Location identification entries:
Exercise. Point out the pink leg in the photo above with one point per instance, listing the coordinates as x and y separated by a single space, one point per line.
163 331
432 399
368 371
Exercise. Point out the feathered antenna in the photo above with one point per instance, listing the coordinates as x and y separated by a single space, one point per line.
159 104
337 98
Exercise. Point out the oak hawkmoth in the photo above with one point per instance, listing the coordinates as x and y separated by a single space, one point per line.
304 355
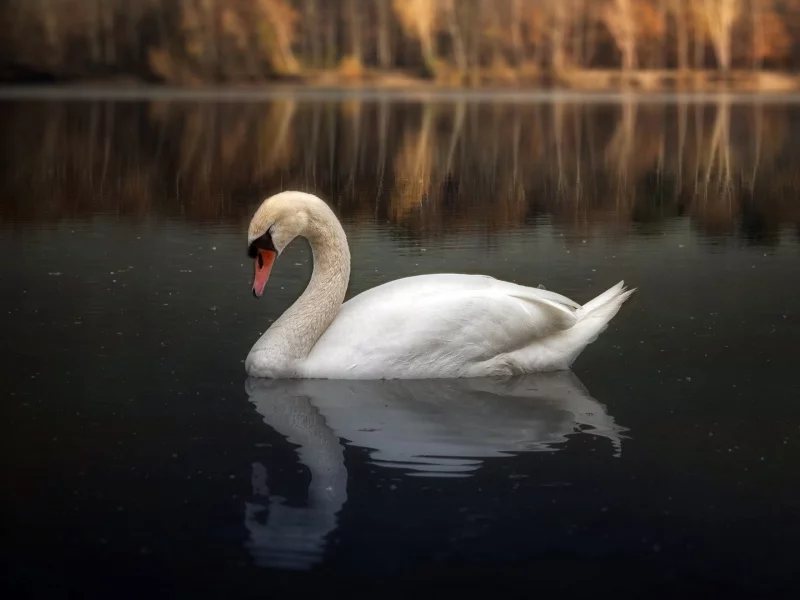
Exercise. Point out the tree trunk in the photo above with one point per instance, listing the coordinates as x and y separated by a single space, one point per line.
354 22
384 43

§ TASK GOAL:
Reproduce every one of the records above word for word, leaving the pictures out.

§ WRITTEN ANSWER:
Exercise. Point out the pink leg in the photo above with one point per instance, listing the coordinates as x and y separated by a single space, one point per line.
163 331
432 399
368 371
Exercise. Point out the feathered antenna in the photo above with one point per instance, listing the coordinates as x and y separated by a single space, one point per line.
159 104
337 98
Exercise. Point out the oak hawkmoth in the photo above with one point per instance, listing the coordinates as x and y separated by a single space, one point per line.
304 355
Exercise. Point out the tree trunk in the photo above with one point per instance, listing the coordinates as x and y separated by a single space, one point per line.
354 22
384 43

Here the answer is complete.